• [Parts of the exercise]:
(a) Transcribe the passage of the article on business rates reform from "Helen Dickinson, of" up to and including "from the Spring.".
(b) List every person named in the article on business rates reform.

The Chancellor will again delay plans to overhaul the business rates regime, driving a ‘nail in the coffin’ on the high street.
The Government will push back an announcement for reform a second time. The commercial property tax has been blamed for high street woes – retail pays a quarter of rates despite making up 5 per cent of the economy.
Helen Dickinson, of the British Retail Consortium, said: ‘Every week of delay is a nail in the coffin for high streets as four in five retailers say they are likely or certain to close stores.’
A consultation into the ‘broken’ system finished in September last year, and the Government was expected to announce its plan at Wednesday’s Spending Review, following a delay from the Spring.
Chancellor Rishi Sunak (Pictured) will again delay plans to overhaul business rates regime. the governemtn said they have not had time to consider how reform will affect the sector, or the long-term impact of the pandemic on high streets
Groups representing high streets businesses are now worried the issue has been kicked into the long grass, although last night Government sources told the Mail ministers have delayed reform until a later date.
They said they have not had time to consider how reform will affect the sector, or the long-term impact of the pandemic on high streets.
Kate Nicholls, chief executive of UK Hospitality, said: ‘It’s hugely disappointing because root and branch reform has been promised in two manifestos and is very overdue.
‘We would urge the Government to grasp the nettle to reform rates to rejuvenate the high street.’
She added that without reform, rates relief handed to high street firms this year must be extended until longer-term changes are implemented to avoid a ‘cliff edge’ of support.
The Government has been unwilling to make substantial changes to a tax which raises £32billion per year.
But the high street has long argued they are over-taxed, with retail paying a quarter of all rates despite only making up 5 per cent of the economy.
Rishi Sunak is considering a digital services tax of 2 per cent of revenues to try and level the playing field between the high street and online giants, which could be announced as soon as this week.
But the measure is opposed by many large retailers, including Marks & Spencer, who say it is wrong to introduce a new levy on an already over-taxed industry.
They have suggested reducing business rates by around a third, and replacing it with an increase in corporation tax – a tax on a company’s profits.

[Items from a data source]
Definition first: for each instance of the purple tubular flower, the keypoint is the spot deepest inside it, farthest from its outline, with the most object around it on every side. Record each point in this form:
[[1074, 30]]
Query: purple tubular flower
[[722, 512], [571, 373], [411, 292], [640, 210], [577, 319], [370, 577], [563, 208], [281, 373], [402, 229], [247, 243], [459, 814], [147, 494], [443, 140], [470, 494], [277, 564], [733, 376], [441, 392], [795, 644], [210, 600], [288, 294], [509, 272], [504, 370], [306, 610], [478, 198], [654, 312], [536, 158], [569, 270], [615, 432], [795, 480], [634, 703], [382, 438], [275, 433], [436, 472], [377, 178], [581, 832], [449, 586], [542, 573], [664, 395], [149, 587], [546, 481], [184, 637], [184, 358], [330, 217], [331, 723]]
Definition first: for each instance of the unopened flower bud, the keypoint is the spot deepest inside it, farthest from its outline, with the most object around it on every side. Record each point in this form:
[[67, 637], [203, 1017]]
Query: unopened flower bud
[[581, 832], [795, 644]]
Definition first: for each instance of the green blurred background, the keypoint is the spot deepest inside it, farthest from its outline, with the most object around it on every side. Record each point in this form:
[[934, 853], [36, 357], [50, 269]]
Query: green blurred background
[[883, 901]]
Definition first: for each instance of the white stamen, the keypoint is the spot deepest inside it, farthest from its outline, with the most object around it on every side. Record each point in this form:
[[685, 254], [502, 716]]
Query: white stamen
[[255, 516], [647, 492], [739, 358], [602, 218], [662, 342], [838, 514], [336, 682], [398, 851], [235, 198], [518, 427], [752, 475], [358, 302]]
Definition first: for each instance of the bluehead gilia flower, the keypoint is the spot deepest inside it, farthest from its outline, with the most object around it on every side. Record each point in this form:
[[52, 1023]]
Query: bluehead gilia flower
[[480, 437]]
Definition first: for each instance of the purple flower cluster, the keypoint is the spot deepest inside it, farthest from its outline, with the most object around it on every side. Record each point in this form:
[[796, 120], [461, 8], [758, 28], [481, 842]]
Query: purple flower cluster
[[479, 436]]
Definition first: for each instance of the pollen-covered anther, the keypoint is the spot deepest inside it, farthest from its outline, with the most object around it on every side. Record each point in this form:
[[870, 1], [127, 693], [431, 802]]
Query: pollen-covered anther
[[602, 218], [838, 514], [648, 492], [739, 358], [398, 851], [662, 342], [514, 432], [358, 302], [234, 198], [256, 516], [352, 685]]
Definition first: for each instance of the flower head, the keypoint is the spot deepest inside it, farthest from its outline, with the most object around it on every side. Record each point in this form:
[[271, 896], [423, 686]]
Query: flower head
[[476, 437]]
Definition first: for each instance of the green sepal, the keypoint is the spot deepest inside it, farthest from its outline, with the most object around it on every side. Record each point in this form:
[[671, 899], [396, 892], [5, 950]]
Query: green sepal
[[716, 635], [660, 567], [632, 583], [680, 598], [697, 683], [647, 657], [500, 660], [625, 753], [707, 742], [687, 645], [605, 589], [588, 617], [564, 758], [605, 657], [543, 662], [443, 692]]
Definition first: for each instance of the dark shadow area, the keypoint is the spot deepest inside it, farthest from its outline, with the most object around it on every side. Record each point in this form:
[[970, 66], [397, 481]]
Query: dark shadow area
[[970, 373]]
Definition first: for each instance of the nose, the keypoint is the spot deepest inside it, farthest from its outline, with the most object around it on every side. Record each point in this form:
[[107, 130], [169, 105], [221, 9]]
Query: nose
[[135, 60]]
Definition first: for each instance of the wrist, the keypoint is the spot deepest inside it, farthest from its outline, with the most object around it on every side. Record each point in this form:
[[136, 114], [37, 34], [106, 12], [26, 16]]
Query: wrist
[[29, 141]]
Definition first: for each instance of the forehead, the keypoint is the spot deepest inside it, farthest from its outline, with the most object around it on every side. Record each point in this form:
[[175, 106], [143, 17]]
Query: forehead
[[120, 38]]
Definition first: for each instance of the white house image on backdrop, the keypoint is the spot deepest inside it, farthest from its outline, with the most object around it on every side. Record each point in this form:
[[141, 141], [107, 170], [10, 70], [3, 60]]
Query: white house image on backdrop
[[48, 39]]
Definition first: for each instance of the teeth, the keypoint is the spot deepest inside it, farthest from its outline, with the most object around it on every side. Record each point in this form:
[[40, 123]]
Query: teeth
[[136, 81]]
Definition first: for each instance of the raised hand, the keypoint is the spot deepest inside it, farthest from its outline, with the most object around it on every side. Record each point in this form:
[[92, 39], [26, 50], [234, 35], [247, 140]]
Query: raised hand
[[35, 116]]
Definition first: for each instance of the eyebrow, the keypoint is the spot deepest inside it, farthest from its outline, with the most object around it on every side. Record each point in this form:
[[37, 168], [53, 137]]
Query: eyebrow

• [Solutions for each task]:
(a)
Helen Dickinson, of the British Retail Consortium, said: ‘Every week of delay is a nail in the coffin for high streets as four in five retailers say they are likely or certain to close stores.’
A consultation into the ‘broken’ system finished in September last year, and the Government was expected to announce its plan at Wednesday’s Spending Review, following a delay from the Spring.

(b)
Rishi Sunak
Helen Dickinson
Kate Nicholls